About this exercise:
Would you output all the entries below without altering a word?

Records provided:
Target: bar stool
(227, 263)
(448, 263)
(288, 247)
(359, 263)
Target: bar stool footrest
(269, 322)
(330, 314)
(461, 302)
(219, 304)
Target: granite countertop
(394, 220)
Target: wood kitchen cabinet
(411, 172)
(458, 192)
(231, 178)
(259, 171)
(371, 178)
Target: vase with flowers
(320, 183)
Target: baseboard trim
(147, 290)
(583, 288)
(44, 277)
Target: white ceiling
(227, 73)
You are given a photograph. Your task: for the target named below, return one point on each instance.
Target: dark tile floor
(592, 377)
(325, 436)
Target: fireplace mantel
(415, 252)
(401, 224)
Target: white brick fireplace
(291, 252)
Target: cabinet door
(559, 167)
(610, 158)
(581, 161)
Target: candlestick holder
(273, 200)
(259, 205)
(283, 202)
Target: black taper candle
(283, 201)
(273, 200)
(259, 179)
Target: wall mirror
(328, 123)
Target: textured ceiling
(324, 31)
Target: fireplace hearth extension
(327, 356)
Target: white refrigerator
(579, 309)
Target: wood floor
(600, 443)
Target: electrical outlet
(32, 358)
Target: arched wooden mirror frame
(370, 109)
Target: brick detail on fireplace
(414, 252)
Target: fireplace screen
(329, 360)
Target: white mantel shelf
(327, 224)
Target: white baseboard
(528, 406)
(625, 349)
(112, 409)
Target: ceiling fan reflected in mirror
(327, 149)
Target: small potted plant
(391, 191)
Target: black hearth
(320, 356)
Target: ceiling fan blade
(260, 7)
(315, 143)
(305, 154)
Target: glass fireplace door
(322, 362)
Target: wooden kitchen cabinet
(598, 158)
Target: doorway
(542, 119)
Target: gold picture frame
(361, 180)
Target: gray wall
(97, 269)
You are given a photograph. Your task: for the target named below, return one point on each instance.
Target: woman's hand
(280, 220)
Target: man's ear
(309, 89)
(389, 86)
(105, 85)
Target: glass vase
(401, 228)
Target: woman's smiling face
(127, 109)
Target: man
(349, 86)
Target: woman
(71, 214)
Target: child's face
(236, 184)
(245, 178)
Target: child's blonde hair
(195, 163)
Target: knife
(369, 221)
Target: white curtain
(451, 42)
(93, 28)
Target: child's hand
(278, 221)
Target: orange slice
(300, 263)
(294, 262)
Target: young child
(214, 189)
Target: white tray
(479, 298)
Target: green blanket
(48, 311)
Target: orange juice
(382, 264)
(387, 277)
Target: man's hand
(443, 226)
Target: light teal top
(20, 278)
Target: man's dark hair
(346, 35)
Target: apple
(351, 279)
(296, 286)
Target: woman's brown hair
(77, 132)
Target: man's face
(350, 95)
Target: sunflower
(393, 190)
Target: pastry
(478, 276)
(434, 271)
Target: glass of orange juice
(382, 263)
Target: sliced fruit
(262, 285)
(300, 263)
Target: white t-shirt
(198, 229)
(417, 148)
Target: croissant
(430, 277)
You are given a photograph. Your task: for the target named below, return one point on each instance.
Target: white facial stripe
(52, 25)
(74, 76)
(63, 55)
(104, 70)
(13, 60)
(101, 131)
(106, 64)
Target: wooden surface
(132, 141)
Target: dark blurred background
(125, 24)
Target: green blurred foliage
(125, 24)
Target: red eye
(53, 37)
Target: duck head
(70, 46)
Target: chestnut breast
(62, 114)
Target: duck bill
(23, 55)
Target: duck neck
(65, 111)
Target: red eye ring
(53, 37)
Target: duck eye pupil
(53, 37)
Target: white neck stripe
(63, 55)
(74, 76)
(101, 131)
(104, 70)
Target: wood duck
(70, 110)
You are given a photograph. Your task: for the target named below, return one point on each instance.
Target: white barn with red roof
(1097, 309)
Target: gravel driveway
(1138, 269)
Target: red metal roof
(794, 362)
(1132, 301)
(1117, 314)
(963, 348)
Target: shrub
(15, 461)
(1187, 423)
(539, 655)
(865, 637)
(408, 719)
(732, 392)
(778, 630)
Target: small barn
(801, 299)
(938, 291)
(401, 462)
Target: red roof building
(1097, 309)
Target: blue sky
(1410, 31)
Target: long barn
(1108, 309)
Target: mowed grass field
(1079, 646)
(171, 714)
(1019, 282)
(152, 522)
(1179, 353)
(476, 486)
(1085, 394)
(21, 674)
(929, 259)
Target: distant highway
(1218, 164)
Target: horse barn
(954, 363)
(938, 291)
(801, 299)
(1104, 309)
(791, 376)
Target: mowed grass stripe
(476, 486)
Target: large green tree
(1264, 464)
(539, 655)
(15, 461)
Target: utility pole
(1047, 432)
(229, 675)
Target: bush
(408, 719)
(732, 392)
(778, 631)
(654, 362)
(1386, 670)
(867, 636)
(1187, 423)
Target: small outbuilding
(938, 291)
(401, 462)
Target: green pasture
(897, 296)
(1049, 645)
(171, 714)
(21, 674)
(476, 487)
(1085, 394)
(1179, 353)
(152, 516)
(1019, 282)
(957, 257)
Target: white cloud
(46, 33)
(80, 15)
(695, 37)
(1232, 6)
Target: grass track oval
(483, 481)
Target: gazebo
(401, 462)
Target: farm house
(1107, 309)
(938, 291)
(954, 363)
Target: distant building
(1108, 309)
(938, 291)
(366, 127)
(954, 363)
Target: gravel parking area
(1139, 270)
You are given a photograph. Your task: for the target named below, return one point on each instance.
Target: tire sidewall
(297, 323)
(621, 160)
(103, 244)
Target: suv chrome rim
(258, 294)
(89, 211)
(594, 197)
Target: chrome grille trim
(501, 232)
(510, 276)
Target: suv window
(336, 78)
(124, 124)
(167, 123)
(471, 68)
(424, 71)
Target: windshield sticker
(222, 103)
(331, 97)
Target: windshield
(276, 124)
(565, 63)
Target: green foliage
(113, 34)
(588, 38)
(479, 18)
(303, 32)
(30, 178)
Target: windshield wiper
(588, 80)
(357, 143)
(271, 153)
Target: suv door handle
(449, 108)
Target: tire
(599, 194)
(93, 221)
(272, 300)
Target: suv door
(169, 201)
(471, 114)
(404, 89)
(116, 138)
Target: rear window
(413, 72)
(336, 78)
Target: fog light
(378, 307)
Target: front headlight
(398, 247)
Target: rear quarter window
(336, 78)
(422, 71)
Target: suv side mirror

Answer to the exercise:
Target: bar stool
(227, 263)
(448, 263)
(288, 247)
(359, 263)
Target: bar stool footrest
(269, 322)
(330, 314)
(461, 302)
(219, 304)
Target: granite countertop
(394, 220)
Target: wood kitchen cabinet
(411, 172)
(458, 192)
(231, 178)
(259, 171)
(371, 178)
Target: vase with flowers
(320, 183)
Target: baseboard trim
(147, 290)
(583, 288)
(44, 277)
Target: white ceiling
(227, 73)
You are given a photograph. Your task: for the target named below, return one point on each instance.
Target: dark tile floor
(592, 377)
(325, 436)
Target: fireplace mantel
(415, 252)
(401, 224)
Target: white brick fireplace
(291, 252)
Target: cabinet door
(559, 167)
(610, 158)
(581, 161)
Target: candlestick holder
(273, 200)
(259, 205)
(283, 202)
Target: black taper candle
(283, 201)
(273, 200)
(259, 179)
Target: wall mirror
(328, 123)
Target: textured ceiling
(324, 31)
Target: fireplace hearth extension
(327, 356)
Target: white refrigerator
(579, 309)
Target: wood floor
(600, 443)
Target: electrical outlet
(32, 358)
Target: arched wooden mirror frame
(370, 109)
Target: brick detail on fireplace
(414, 252)
Target: fireplace screen
(329, 360)
Target: white mantel shelf
(327, 224)
Target: white baseboard
(528, 406)
(625, 349)
(112, 409)
Target: ceiling fan reflected in mirror
(327, 149)
Target: small potted plant
(391, 191)
Target: black hearth
(320, 356)
Target: ceiling fan blade
(260, 7)
(315, 143)
(305, 154)
Target: glass fireplace door
(322, 362)
Target: wooden kitchen cabinet
(598, 158)
Target: doorway
(542, 119)
Target: gold picture frame
(361, 180)
Target: gray wall
(97, 269)
You are given a photograph. Your task: for the target named below, return one point on each instance.
Target: woman's hand
(280, 220)
Target: man's ear
(309, 89)
(389, 86)
(105, 85)
Target: glass vase
(401, 228)
Target: woman's smiling face
(127, 109)
Target: man
(349, 86)
Target: woman
(71, 214)
Target: child's face
(236, 184)
(245, 178)
Target: child's blonde hair
(195, 163)
Target: knife
(369, 221)
Target: white curtain
(451, 42)
(93, 28)
Target: child's hand
(278, 221)
Target: orange slice
(300, 263)
(294, 262)
Target: young child
(214, 189)
Target: white tray
(479, 298)
Target: green blanket
(48, 311)
Target: orange juice
(382, 264)
(387, 277)
Target: man's hand
(443, 226)
Target: light teal top
(20, 278)
Target: man's dark hair
(346, 35)
Target: apple
(351, 279)
(296, 286)
Target: woman's brown hair
(77, 132)
Target: man's face
(350, 95)
Target: sunflower
(393, 190)
Target: pastry
(478, 276)
(434, 271)
Target: glass of orange juice
(382, 263)
Target: sliced fruit
(262, 285)
(300, 263)
Target: white t-shirt
(198, 229)
(417, 148)
Target: croissant
(430, 277)
You are given a photograph. Your task: for the target named below, return one point on each instance.
Target: white facial stripe
(52, 25)
(74, 76)
(63, 55)
(104, 70)
(13, 60)
(101, 131)
(106, 64)
Target: wooden surface
(132, 141)
Target: dark blurred background
(125, 24)
Target: green blurred foliage
(125, 24)
Target: red eye
(53, 37)
Target: duck head
(70, 46)
Target: chestnut breast
(62, 114)
Target: duck bill
(23, 55)
Target: duck neck
(65, 111)
Target: red eye ring
(53, 37)
Target: duck eye pupil
(53, 37)
Target: white neck stripe
(63, 55)
(74, 76)
(101, 131)
(104, 70)
Target: wood duck
(70, 110)
You are given a photograph. Your task: for the target named below, return one point on each instance.
Target: white barn with red roof
(1097, 309)
Target: gravel driveway
(1138, 269)
Target: red metal roof
(794, 362)
(1132, 301)
(1117, 314)
(963, 348)
Target: shrub
(15, 461)
(1187, 423)
(539, 655)
(865, 637)
(408, 719)
(732, 392)
(778, 630)
Target: small barn
(801, 299)
(938, 291)
(401, 462)
Target: red roof building
(1097, 309)
Target: blue sky
(1410, 31)
Target: long barn
(1108, 309)
Target: mowed grass field
(1079, 646)
(171, 714)
(1019, 282)
(152, 522)
(1179, 353)
(476, 486)
(1085, 394)
(21, 674)
(929, 259)
Target: distant highway
(1218, 164)
Target: horse barn
(954, 363)
(938, 291)
(801, 299)
(1104, 309)
(791, 376)
Target: mowed grass stripe
(476, 486)
Target: large green tree
(1264, 464)
(539, 655)
(15, 461)
Target: utility pole
(1047, 432)
(229, 675)
Target: bush
(408, 719)
(732, 392)
(778, 631)
(654, 362)
(1386, 670)
(867, 636)
(1187, 423)
Target: small outbuilding
(938, 291)
(401, 462)
Target: green pasture
(897, 296)
(1049, 645)
(171, 714)
(21, 674)
(476, 487)
(1085, 394)
(1179, 353)
(152, 516)
(1019, 282)
(957, 257)
Target: white cloud
(46, 33)
(80, 15)
(695, 37)
(1232, 6)
Target: grass track oval
(483, 481)
Target: gazebo
(401, 462)
Target: farm house
(1107, 309)
(938, 291)
(954, 363)
Target: distant building
(1108, 309)
(938, 291)
(366, 127)
(954, 363)
Target: gravel parking area
(1139, 270)
You are given a photograph. Your task: for the target named below, return one point on each instance.
Target: tire sidewall
(297, 323)
(621, 160)
(103, 244)
Target: suv chrome rim
(258, 294)
(89, 211)
(594, 197)
Target: chrome grille trim
(501, 232)
(510, 276)
Target: suv window
(336, 78)
(124, 124)
(167, 123)
(471, 68)
(424, 71)
Target: windshield sticker
(222, 103)
(331, 97)
Target: windshield
(276, 124)
(565, 63)
Target: green foliage
(113, 34)
(588, 38)
(479, 18)
(303, 32)
(30, 178)
Target: windshield wiper
(588, 80)
(357, 143)
(271, 153)
Target: suv door handle
(449, 108)
Target: tire
(599, 194)
(93, 221)
(272, 300)
Target: suv door
(169, 201)
(471, 114)
(404, 89)
(116, 138)
Target: rear window
(413, 72)
(336, 78)
Target: fog light
(378, 307)
Target: front headlight
(398, 247)
Target: rear quarter window
(336, 78)
(422, 71)
Target: suv side mirror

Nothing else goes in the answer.